### Given passage

I think you missed what I was trying to say - it is imperative that the IFA knows what the asset allocation of each WP fund is - so that he can make call on asset allocation regarding the whole portfolio.

Agency ratings are pretty feeble criteria to use for decision making - look how they have got so much wrong recently - AND wft is their motive when .they ask the company to pay for its own rating....madness. Past performance is no guide to future performance. If any IFA uses these two criteria for their judgement - they are waiting to be hung out to dry.

He has to first match the asset allocation required to meet a set objective married to the clients attitude to risk. Most IFAs have no idea ...so it is imperative that the investor uses one who specialises in this field.


----------



## wstrain87

I have been doing valeting part time for a car salesman on a part-time basis. A few months ago, he approached me regarding the possibility of working for him full-time, not just doing valeting, but doing a bit of everything really. I have decided after 3 months to take him up on his offer, but now he has put the ball in my court again regarding money. Basically he wants me to consider what money I would need to live on, etc. and he will try to put together a package to meet my needs. At present Im 21 and live at home with my parents, but in the next 1-2 years I want to move into my own place. Basically I would like to know what costs I need to consider when having my own place, so that I can decide how much money I will need. Does anyone know of a checklist I could go through, or is it really something I should go and speak to a Financial Advisor about?


----------



## 1animal1

Crockers said:


> I think you missed what I was trying to say - it is imperative that the IFA knows what the asset allocation of each WP fund is - so that he can make call on asset allocation regarding the whole portfolio.
> 
> Agency ratings are pretty feeble criteria to use for decision making - look how they have got so much wrong recently - AND wft is their motive when .they ask the company to pay for its own rating....madness. Past performance is no guide to future performance. If any IFA uses these two criteria for their judgement - they are waiting to be hung out to dry.
> 
> He has to first match the asset allocation required to meet a set objective married to the clients attitude to risk. Most IFAs have no idea ...so it is imperative that the investor uses one who specialises in this field.


apologies if i did miss your point....easy enough as can get quite complex depending on what your trying to acheive. With with-profits asset allocation isnt AS important as with normal funds and so the funds are chosen mainly via their strength given by both ratings agencies and the funds themselves, the advice isnt as clean as a normal transaction because you cannot wholly gauge how good a withprofit fund is.... you can gauge a normal fund but only to an extent of its history and future transactions.

### Record excerpts
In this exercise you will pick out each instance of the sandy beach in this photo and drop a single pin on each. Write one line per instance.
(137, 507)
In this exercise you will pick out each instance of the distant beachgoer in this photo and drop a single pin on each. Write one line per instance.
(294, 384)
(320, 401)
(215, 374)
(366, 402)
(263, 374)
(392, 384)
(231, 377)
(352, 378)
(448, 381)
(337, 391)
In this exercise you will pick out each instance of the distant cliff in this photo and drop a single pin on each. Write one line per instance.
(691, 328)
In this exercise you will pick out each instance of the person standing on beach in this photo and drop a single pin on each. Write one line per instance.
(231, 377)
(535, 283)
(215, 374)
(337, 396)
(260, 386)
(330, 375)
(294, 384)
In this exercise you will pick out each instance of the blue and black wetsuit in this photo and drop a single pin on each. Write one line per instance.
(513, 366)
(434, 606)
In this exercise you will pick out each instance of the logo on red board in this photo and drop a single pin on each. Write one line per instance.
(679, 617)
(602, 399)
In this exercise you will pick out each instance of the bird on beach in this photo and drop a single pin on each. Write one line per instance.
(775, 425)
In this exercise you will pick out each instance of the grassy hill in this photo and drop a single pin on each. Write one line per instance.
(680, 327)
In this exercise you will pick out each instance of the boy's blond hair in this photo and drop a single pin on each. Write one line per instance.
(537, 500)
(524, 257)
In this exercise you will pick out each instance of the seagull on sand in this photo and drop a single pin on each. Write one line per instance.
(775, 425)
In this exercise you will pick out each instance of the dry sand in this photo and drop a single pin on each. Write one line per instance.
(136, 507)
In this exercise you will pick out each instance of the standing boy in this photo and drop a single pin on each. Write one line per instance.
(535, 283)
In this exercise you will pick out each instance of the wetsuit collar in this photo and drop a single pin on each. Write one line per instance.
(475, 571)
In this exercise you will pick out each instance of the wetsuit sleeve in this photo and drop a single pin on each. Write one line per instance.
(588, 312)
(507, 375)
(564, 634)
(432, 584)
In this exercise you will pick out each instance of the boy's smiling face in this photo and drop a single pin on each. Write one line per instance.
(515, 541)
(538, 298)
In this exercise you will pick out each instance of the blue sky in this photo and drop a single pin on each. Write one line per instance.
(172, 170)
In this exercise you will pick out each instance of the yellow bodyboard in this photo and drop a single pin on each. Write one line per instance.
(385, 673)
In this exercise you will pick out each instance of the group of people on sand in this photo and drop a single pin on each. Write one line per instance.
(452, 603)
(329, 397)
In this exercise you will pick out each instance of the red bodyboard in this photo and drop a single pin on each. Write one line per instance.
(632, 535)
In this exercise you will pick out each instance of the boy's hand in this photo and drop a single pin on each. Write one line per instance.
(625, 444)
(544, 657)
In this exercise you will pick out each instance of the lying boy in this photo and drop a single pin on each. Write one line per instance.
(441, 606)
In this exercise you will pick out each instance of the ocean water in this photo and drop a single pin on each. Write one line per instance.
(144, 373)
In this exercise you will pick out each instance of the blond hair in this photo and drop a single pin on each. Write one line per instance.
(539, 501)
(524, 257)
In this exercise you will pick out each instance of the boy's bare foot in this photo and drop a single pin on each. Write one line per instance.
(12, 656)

### Requirement
Carry on the forum thread on advisers and with-profits funds from the point where its last sentence ends. The material has nothing to do with the forum thread on advisers and with-profits funds.

### Task output
I agree most agencies have gotten things wrong royally lately, unfortunately this is still one of the very few tools that an IFA can use to gauge what is suitable, this and various other things like capital stability etc etc, there are quite a few decent agencies out there AKG, S&P,OBSR to name just three, the art is using these and knowing how they rate the firms (this would be quite advanced for the average IFA)...... trouble with the IFA role is that they are advising on product suitability rather than future performance which is crystal ball stuff, this is why dicretionary management is more widely used now more than ever for larger funds

past performance is no guide....true....but its one of the only indicators they have.... obviously it wont form the sole reason to use a fund but if a fund has historically outperformed its peer group over say 5 years, how can you recommend a p**s poor 4th quartile fund over this??? you cant is the answer.... so to answer your comment, its a consideration amongst many others

The asset allocation IFA is someone that most will not have the funds to access, and then why would they when they could pay a Discretionary Asset Manager an extra 1% AMC..... id rather be using say williams de broe than my local highstreet IFA IF i had half mil sat in funds...

we're off topic now......


----------



## parish

APK said:


> Parish,
> 
> If you only have 2 years to run, I would suggest contacting the provider (the insurance company, not the seller) and ask them what final bonus's similar funds are producing at the moment, unfortunately WP funds being so "non transparent" in terms of values are difficult to give advice on, but generally if the are producing decent bonus's now you could reasonably assume a similar bonus in 2 years time, if you surrender now, you will lose this bonus, so take this into account when deciding what to do.


Thanks for that :thumb:

Thing is though that the value of the plan seems to be plumetting now.

It's with Scottish Widows and matures Jan 2011. The target is £26,100. We pay in £75 per month (some of which is Life Cover and Living Cover).

value at 22/10/2006 - £13,310
value at 21/10/2007 - £15,117
value at 11/03/2008 - £14,043 (dunno why they started sending statements in Mar. rather than Oct.)

God only knows what it's worth now. The one that matures next month (with Phoenix, originally with Sun Alliance) had a target of £21,000 and is paying out less than £16,000.

So from where I'm standing, we may as well stand in the middle of town every month and give £75 to some random person and given what's been said above by yourself and others how the hell can I possibly make any informed decision about this?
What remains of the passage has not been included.